━━ Enregistrements à traiter

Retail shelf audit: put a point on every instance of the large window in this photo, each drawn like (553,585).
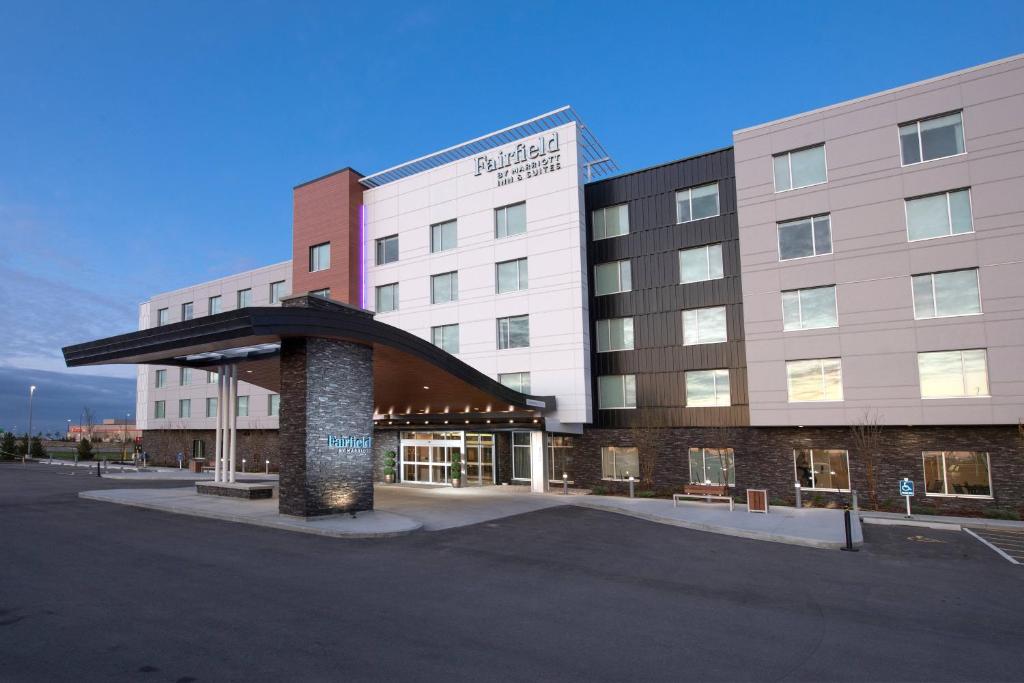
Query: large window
(939,215)
(696,203)
(815,379)
(387,298)
(822,469)
(705,326)
(953,374)
(616,391)
(801,168)
(517,381)
(443,237)
(944,294)
(445,337)
(386,250)
(612,278)
(611,221)
(619,463)
(614,335)
(707,388)
(809,309)
(513,332)
(713,466)
(700,263)
(932,138)
(444,287)
(510,220)
(511,275)
(320,257)
(805,237)
(958,473)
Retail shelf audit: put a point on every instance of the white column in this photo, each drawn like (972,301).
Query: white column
(538,466)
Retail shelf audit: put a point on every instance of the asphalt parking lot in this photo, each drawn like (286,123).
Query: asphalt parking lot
(93,591)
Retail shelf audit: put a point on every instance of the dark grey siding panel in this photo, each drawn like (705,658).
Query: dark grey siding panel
(657,299)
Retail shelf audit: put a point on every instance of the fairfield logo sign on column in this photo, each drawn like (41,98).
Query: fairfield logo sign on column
(525,160)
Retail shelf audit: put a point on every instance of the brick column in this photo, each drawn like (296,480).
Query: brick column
(327,412)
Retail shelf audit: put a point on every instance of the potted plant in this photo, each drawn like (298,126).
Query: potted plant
(456,469)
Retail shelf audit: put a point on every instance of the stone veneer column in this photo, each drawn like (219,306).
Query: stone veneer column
(327,390)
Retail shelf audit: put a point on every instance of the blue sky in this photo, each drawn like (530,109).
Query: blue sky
(147,145)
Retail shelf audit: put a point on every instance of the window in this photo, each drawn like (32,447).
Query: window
(704,326)
(700,263)
(619,463)
(610,221)
(938,215)
(805,237)
(614,335)
(513,332)
(953,374)
(444,287)
(387,298)
(809,309)
(815,379)
(957,473)
(713,467)
(320,257)
(510,220)
(707,387)
(386,250)
(443,237)
(517,381)
(696,203)
(821,469)
(276,292)
(445,337)
(520,456)
(800,169)
(932,138)
(511,275)
(612,278)
(616,391)
(944,294)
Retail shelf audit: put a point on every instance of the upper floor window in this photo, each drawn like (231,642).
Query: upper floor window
(938,215)
(612,278)
(320,257)
(696,203)
(511,275)
(610,221)
(810,308)
(944,294)
(443,237)
(800,168)
(953,374)
(805,237)
(510,220)
(614,335)
(387,250)
(387,298)
(444,287)
(932,138)
(700,263)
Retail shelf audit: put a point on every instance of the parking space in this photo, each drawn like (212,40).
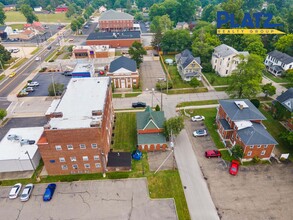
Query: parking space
(256,192)
(45,79)
(106,199)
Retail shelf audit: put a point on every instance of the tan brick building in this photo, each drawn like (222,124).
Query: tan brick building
(115,21)
(240,123)
(78,135)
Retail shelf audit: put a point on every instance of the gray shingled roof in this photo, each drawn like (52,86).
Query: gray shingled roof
(256,135)
(284,58)
(237,114)
(122,62)
(114,35)
(115,15)
(287,97)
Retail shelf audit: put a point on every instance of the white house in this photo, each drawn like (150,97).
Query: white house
(19,150)
(278,62)
(225,59)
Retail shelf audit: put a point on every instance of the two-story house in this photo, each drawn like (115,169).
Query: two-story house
(225,59)
(150,130)
(188,66)
(277,62)
(124,73)
(240,123)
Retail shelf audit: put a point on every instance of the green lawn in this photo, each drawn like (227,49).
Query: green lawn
(218,81)
(125,132)
(16,16)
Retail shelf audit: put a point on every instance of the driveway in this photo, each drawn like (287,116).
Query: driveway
(104,199)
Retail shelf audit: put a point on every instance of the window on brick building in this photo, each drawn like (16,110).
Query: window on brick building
(85,158)
(73,159)
(69,147)
(82,146)
(64,167)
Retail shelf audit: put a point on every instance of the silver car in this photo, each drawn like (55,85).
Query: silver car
(26,192)
(15,190)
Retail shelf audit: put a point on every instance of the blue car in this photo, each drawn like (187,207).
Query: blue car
(49,192)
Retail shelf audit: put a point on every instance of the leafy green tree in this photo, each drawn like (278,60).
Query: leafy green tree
(136,52)
(28,13)
(3,114)
(246,79)
(268,89)
(173,125)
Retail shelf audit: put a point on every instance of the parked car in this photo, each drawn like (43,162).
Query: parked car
(49,192)
(138,105)
(212,153)
(15,190)
(26,192)
(33,83)
(29,89)
(200,133)
(197,118)
(234,167)
(12,74)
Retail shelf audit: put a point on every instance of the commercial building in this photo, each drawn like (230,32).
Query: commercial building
(78,135)
(19,150)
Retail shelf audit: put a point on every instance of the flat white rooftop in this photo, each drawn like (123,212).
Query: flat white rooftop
(83,95)
(12,149)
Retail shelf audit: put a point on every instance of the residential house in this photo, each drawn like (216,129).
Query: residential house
(19,150)
(188,66)
(115,21)
(225,59)
(286,102)
(150,130)
(77,138)
(182,25)
(90,52)
(240,123)
(277,62)
(114,39)
(124,73)
(5,31)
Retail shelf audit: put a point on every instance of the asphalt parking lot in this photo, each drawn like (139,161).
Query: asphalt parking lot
(257,192)
(105,199)
(45,79)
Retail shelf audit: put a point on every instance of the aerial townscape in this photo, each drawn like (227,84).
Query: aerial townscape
(146,109)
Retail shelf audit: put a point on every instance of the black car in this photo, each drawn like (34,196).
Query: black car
(138,105)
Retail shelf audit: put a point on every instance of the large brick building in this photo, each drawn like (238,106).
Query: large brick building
(77,137)
(240,123)
(114,39)
(115,21)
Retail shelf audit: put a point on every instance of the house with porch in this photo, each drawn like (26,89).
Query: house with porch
(277,62)
(188,66)
(124,73)
(150,130)
(240,123)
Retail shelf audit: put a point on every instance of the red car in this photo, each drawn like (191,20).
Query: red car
(212,153)
(234,167)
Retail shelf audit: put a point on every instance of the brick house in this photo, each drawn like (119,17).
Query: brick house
(240,123)
(114,39)
(115,21)
(188,66)
(77,137)
(124,73)
(150,130)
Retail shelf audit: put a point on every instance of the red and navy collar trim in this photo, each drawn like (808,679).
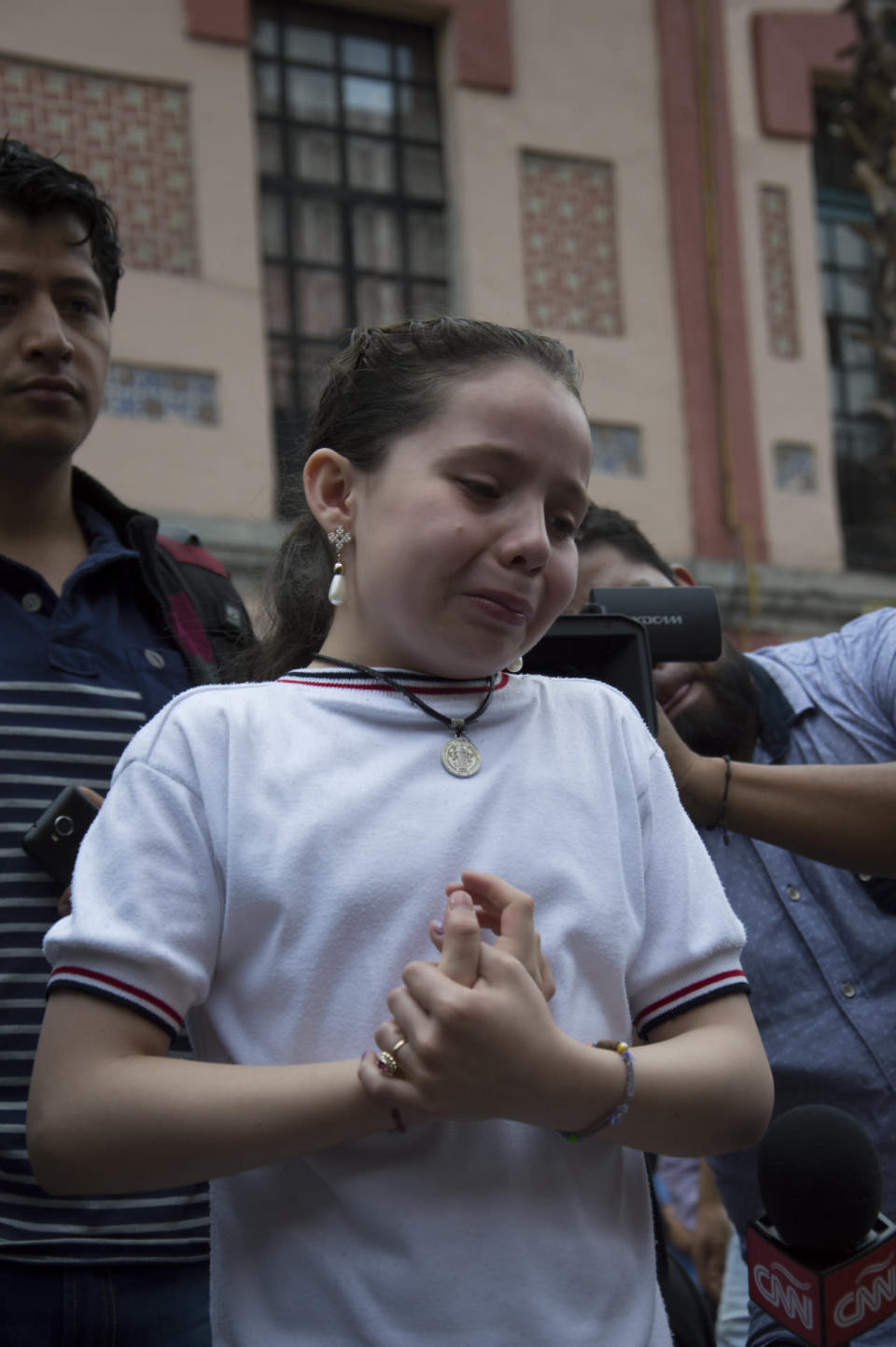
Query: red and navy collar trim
(425,684)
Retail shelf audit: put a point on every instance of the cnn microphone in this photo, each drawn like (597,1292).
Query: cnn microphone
(822,1258)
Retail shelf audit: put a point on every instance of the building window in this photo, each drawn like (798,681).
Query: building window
(351,186)
(616,450)
(861,437)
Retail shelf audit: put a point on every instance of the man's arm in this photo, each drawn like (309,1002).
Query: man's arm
(837,814)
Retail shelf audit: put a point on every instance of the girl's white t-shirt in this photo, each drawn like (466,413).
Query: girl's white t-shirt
(264,866)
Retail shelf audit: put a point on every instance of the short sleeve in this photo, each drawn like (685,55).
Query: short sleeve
(693,940)
(147,900)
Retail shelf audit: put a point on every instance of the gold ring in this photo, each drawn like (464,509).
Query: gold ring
(387,1064)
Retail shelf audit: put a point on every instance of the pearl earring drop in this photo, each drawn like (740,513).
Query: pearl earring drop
(337,584)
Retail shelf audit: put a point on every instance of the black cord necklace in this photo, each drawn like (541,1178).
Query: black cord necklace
(459,756)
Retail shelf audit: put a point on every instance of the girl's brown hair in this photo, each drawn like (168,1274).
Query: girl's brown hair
(385,383)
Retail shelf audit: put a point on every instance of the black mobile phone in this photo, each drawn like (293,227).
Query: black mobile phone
(54,839)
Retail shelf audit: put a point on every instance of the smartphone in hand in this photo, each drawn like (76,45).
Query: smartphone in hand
(54,839)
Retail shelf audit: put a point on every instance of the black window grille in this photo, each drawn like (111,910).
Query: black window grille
(351,190)
(862,438)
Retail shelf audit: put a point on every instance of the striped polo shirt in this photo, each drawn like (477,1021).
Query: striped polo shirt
(79,672)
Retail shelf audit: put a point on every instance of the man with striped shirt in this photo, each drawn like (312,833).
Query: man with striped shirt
(101,621)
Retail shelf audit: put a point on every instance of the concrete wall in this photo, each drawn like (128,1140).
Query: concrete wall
(791,395)
(210,322)
(586,84)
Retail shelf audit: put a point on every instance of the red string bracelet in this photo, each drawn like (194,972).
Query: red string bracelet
(616,1115)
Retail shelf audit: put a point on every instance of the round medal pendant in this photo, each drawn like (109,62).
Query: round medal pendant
(459,757)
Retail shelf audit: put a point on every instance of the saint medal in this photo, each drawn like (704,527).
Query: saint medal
(461,757)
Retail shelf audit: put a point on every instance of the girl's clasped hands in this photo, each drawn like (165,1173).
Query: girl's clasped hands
(453,1045)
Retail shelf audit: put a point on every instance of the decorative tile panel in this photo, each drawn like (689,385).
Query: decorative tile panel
(172,395)
(568,244)
(777,273)
(616,450)
(131,137)
(795,468)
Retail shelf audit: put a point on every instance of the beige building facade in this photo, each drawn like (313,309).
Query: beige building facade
(629,175)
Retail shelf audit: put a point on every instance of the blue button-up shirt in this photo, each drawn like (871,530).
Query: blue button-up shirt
(819,940)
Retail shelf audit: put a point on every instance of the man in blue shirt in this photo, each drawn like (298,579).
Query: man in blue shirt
(799,826)
(101,621)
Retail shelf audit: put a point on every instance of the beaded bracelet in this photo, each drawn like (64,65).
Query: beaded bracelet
(619,1113)
(721,818)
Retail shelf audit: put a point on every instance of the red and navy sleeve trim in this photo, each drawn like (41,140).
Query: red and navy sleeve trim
(687,998)
(72,978)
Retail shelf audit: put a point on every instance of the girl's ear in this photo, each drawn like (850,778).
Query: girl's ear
(329,481)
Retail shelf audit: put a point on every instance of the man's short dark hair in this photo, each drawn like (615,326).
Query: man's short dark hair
(38,186)
(608,526)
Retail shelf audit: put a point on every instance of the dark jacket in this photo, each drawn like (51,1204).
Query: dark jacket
(196,601)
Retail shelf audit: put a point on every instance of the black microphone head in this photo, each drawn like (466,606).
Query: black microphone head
(819,1179)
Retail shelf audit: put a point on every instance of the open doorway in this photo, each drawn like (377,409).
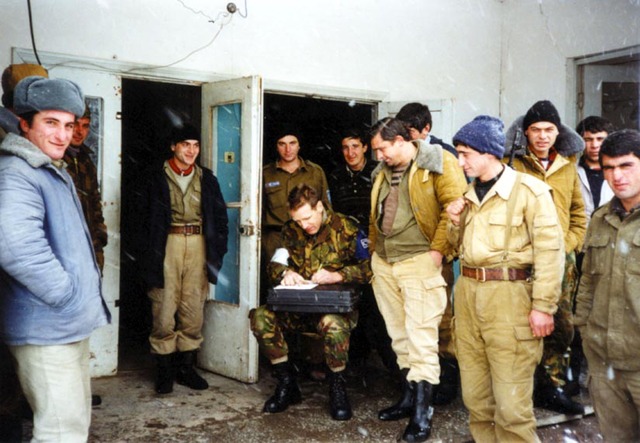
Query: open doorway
(149,111)
(609,86)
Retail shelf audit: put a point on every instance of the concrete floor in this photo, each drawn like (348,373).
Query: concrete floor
(230,411)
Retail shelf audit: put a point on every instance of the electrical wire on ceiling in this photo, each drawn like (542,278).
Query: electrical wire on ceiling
(222,19)
(33,40)
(227,16)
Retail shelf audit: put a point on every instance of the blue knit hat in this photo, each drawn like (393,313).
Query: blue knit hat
(541,111)
(36,93)
(484,134)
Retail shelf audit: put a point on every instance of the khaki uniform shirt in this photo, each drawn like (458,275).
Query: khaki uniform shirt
(562,176)
(536,239)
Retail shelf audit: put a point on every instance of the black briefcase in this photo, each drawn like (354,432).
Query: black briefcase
(327,299)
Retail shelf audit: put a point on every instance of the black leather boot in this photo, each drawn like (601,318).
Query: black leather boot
(556,399)
(338,401)
(402,408)
(287,390)
(447,390)
(419,426)
(187,375)
(165,373)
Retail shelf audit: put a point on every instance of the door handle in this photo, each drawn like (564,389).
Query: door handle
(247,230)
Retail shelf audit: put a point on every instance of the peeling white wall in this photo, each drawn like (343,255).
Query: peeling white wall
(540,39)
(410,49)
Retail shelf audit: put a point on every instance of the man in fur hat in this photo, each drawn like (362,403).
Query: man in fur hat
(85,176)
(551,156)
(50,289)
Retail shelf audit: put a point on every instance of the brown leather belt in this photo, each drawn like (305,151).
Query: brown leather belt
(490,274)
(185,230)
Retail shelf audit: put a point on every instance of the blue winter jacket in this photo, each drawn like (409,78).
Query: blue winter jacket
(50,289)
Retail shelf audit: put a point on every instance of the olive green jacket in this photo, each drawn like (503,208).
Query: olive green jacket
(435,180)
(608,306)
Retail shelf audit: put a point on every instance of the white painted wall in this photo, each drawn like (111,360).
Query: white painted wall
(425,49)
(541,36)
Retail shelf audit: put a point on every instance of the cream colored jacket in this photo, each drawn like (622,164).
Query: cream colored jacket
(536,237)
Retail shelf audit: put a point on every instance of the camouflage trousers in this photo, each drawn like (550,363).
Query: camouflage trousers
(552,370)
(334,329)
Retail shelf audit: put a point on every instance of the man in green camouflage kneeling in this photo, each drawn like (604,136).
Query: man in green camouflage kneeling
(323,247)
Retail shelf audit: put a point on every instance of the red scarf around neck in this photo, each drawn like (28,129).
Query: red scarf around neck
(175,168)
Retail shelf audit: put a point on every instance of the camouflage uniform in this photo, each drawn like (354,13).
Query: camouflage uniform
(85,177)
(335,248)
(277,184)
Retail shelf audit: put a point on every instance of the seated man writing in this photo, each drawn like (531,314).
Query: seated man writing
(323,247)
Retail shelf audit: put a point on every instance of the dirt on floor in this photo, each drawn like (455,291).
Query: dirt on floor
(230,411)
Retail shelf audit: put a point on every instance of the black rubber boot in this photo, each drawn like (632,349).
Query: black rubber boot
(165,373)
(555,399)
(287,390)
(402,408)
(338,401)
(447,390)
(187,375)
(419,426)
(575,366)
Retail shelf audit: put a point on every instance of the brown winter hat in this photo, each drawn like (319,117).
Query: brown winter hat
(12,76)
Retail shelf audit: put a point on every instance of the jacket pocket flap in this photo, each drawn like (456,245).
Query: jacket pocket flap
(602,240)
(524,333)
(501,219)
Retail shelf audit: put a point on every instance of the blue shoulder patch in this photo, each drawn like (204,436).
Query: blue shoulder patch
(362,246)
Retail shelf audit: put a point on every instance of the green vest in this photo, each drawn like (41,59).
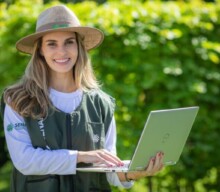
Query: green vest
(78,130)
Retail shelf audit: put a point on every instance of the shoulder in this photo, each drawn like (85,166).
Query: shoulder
(101,96)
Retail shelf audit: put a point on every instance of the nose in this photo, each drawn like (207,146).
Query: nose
(61,50)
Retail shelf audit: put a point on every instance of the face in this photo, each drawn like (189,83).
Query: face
(60,51)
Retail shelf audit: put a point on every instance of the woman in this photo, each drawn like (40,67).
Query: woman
(56,118)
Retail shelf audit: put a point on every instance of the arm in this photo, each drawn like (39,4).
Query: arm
(34,161)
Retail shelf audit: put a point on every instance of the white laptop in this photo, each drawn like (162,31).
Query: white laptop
(166,131)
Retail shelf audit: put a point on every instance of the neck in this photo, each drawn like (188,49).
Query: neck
(63,83)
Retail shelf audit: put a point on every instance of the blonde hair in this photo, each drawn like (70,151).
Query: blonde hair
(30,96)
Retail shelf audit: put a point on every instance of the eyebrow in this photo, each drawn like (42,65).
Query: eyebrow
(53,40)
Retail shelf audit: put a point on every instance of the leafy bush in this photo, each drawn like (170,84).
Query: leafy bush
(155,55)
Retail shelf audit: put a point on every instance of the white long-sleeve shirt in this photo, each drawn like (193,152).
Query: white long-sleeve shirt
(36,161)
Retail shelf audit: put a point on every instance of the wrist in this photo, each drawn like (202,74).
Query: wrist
(128,177)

━━━━

- [Consigne] Réécrivez, s'il vous plaît, les lignes allant de celle qui contient « drawn like (70,151). » jusqu'à la fin des enregistrements incluse, en remplaçant « eyebrow » par « eyelash » sans rien changer d'autre.

- [Réponse attendue]
Retail shelf audit: put a point on every instance of the blonde hair in this photo, each drawn like (70,151).
Query: blonde hair
(30,96)
Retail shelf audit: put a point on every instance of the eyelash in this photo, each drawn like (42,65).
Query: eyelash
(53,40)
Retail shelf audit: put a point on every instance of the leafy bush in this photo, each drawn like (170,84).
Query: leafy bush
(155,55)
Retail shelf audit: put a point on every instance of the white long-sleeve shirt in this photo, each drawn like (193,152).
Query: white long-sleeve shirt
(36,161)
Retail shelf audit: put a point on every instance of the wrist in this photo, each drawn like (202,74).
Query: wrist
(128,177)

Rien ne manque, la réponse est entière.